◆ Provided text:
- Opening Delimiter -

Bases: nemo_automodel.components.models.common.hf_checkpointing_mixin.HFCheckpointingMixin, torch.nn.Module

BAGEL mixed-modal LLM wrapper for understanding and optional generation.

visual_gen=False gives the Stage 1 understanding-only path. Stage 2 sets visual_gen=True and uses the MoT *_moe_gen parameter siblings, VAE latents prepared by the recipe, and the flow-matching MSE head.

Initialization

config_class#

None

class ModelCapabilities#

Declared parallelism capabilities for this model class.

supports_tp: bool#

False

supports_cp: bool#

False

supports_pp: bool#

False

supports_ep: bool#

False

initialize_weights() None#

Initialize BAGEL weights after AM materializes a from_config model.

BagelForUnifiedMultimodal is an nn.Module root, not a HF PreTrainedModel root. AM’s meta-device from_config path materializes parameters after sharding and then calls this method. Delegate Qwen/SigLIP subtrees to their HF-style initializers, then initialize BAGEL-only connector and generation modules.

classmethod from_pretrained(
pretrained_model_name_or_path: Union[str, os.PathLike],
*,
stage: Union[int, str] = 1,
strict: bool = False,
**kwargs: Any,
) nemo_automodel.components.models.bagel.model.BagelForUnifiedMultimodal#

Load a BAGEL-7B-MoT checkpoint directory into this class.

Reads config.json via :meth:BagelConfig.from_pretrained, constructs an empty model, and then loads ema.safetensors filtered by

Class:

BagelStateDictAdapter. Stage 2 VAE weights are loaded by the recipe because the VAE is not owned by this module tree.

Parameters:
  • pretrained_model_name_or_path – Directory containing the HF-layout BAGEL checkpoint.

  • stage – 1 (UND only) or 2 (UND + GEN). Strings "stage1" / "stage2" are also accepted.

  • strict – If True, raise on state-dict keys that don’t match the adapter patterns. Defaults to False for compatibility with checkpoint sidecar files.

- Closing Delimiter -

[Data records]
- Opening Delimiter -

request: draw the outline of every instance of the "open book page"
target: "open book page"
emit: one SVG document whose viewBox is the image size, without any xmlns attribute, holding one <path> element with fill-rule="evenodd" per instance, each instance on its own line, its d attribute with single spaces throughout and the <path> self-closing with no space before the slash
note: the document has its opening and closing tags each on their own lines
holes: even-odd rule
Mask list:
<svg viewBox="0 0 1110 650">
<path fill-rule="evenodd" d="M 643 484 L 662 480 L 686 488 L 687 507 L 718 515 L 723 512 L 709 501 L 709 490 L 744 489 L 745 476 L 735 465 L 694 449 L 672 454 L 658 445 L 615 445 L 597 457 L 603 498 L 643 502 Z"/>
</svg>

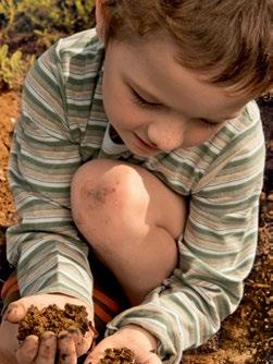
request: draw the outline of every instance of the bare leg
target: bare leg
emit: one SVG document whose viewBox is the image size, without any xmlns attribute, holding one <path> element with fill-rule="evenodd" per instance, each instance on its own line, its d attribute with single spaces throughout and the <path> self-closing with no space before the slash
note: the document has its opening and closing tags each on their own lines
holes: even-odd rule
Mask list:
<svg viewBox="0 0 273 364">
<path fill-rule="evenodd" d="M 2 320 L 0 326 L 0 363 L 1 364 L 17 364 L 15 359 L 17 347 L 16 341 L 17 327 L 5 320 Z"/>
<path fill-rule="evenodd" d="M 186 204 L 147 170 L 107 159 L 87 162 L 73 179 L 72 210 L 132 304 L 176 267 Z"/>
</svg>

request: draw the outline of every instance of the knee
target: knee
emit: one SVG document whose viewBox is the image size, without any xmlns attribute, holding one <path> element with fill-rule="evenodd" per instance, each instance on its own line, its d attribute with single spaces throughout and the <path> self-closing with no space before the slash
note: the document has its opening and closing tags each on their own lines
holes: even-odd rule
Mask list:
<svg viewBox="0 0 273 364">
<path fill-rule="evenodd" d="M 89 161 L 77 170 L 71 187 L 74 221 L 90 244 L 113 244 L 144 229 L 149 196 L 129 165 Z"/>
</svg>

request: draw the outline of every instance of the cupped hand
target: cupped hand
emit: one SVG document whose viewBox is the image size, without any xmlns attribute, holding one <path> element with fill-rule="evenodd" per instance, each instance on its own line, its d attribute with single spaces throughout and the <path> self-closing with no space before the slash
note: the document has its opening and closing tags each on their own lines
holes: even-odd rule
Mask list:
<svg viewBox="0 0 273 364">
<path fill-rule="evenodd" d="M 25 317 L 30 305 L 41 310 L 48 305 L 57 304 L 59 308 L 63 310 L 66 303 L 84 305 L 88 313 L 88 319 L 92 321 L 91 307 L 78 299 L 57 293 L 23 298 L 11 303 L 4 314 L 0 328 L 0 335 L 4 339 L 0 349 L 8 349 L 16 357 L 18 364 L 54 364 L 57 351 L 59 364 L 76 364 L 77 357 L 85 354 L 92 343 L 95 332 L 91 329 L 82 335 L 76 327 L 70 327 L 67 331 L 62 331 L 59 335 L 50 331 L 45 332 L 40 338 L 30 335 L 21 343 L 16 339 L 17 324 Z"/>
<path fill-rule="evenodd" d="M 124 326 L 115 333 L 100 341 L 87 356 L 85 364 L 98 364 L 106 349 L 131 349 L 137 364 L 162 364 L 157 355 L 157 339 L 136 325 Z"/>
</svg>

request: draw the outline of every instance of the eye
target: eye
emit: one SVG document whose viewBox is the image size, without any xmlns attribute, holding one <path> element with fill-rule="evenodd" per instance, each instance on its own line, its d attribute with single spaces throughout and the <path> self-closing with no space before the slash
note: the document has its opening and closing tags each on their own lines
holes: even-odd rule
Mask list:
<svg viewBox="0 0 273 364">
<path fill-rule="evenodd" d="M 156 102 L 149 102 L 147 100 L 145 100 L 139 94 L 137 94 L 137 92 L 135 92 L 135 89 L 131 88 L 131 94 L 132 94 L 132 100 L 140 106 L 141 108 L 144 109 L 156 109 L 156 108 L 159 108 L 160 105 L 159 104 L 156 104 Z"/>
<path fill-rule="evenodd" d="M 213 121 L 210 121 L 210 120 L 207 120 L 207 119 L 203 119 L 203 118 L 198 119 L 198 121 L 199 121 L 204 128 L 208 128 L 208 129 L 219 126 L 219 123 L 218 123 L 218 122 L 213 122 Z"/>
</svg>

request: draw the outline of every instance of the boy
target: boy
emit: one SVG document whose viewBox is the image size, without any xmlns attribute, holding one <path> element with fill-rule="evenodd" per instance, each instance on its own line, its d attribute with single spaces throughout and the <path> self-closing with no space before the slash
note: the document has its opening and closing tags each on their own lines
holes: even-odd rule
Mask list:
<svg viewBox="0 0 273 364">
<path fill-rule="evenodd" d="M 59 41 L 25 81 L 10 162 L 22 221 L 8 233 L 22 299 L 1 345 L 21 364 L 88 351 L 92 332 L 18 347 L 15 331 L 30 304 L 84 304 L 94 319 L 90 246 L 128 305 L 85 363 L 112 347 L 178 363 L 237 307 L 253 262 L 264 142 L 251 99 L 272 87 L 272 7 L 96 4 L 100 40 Z"/>
</svg>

- Closing Delimiter -

◆ Assigned task 1:
Answer these questions from the BAGEL model documentation:
(a) Which path does visual_gen=False give?
(b) Which file does from_pretrained load after constructing an empty model?
(c) What is the default value of strict?
◆ Assigned task 2: Which parallelism capabilities are declared under ModelCapabilities in the BAGEL model documentation? List every one.
◆ Assigned task 3: Pick up the BAGEL model documentation after its final sentence and keep writing.

◆ Result 1:
(a) The Stage 1 understanding-only path.
(b) ema.safetensors, filtered by BagelStateDictAdapter.
(c) False.

◆ Result 2: supports_tp, supports_cp, supports_pp, supports_ep

◆ Result 3:
  • **kwargs – Forwarded to BagelConfig.from_pretrained.

Returns:

A fully-initialized BagelForUnifiedMultimodal with weights populated from disk. For Stage 1, visual_gen is forced off on the loaded config so the MoT gen-side path is left untouched.

classmethod supports_config(config: Any) bool#

Return True if this custom class supports config.

get_input_embeddings() torch.nn.Module#
get_output_embeddings() torch.nn.Module#
forward(
sequence_length: int,
packed_text_ids: torch.LongTensor,
packed_text_indexes: torch.LongTensor,
sample_lens: List[int],
packed_position_ids: torch.LongTensor,
nested_attention_masks: Optional[List[torch.Tensor]] = None,
split_lens: Optional[List[int]] = None,
attn_modes: Optional[List[str]] = None,
packed_vit_tokens: Optional[torch.Tensor] = None,
packed_vit_token_indexes: Optional[torch.LongTensor] = None,
packed_vit_position_ids: Optional[torch.LongTensor] = None,
vit_token_seqlens: Optional[torch.Tensor] = None,
padded_latent: Optional[torch.Tensor] = None,
patchified_vae_latent_shapes: Optional[List[Tuple[int, int]]] = None,
packed_latent_position_ids: Optional[torch.LongTensor] = None,
packed_vae_token_indexes: Optional[torch.LongTensor] = None,
packed_timesteps: Optional[torch.Tensor] = None,
mse_loss_indexes: Optional[torch.Tensor] = None,
ce_loss_indexes: Optional[torch.Tensor] = None,
packed_label_ids: Optional[torch.Tensor] = None,
ce_loss_weights: Optional[torch.Tensor] = None,
) Dict[str, Optional[torch.Tensor]]#

Run the BAGEL mixed-modal forward.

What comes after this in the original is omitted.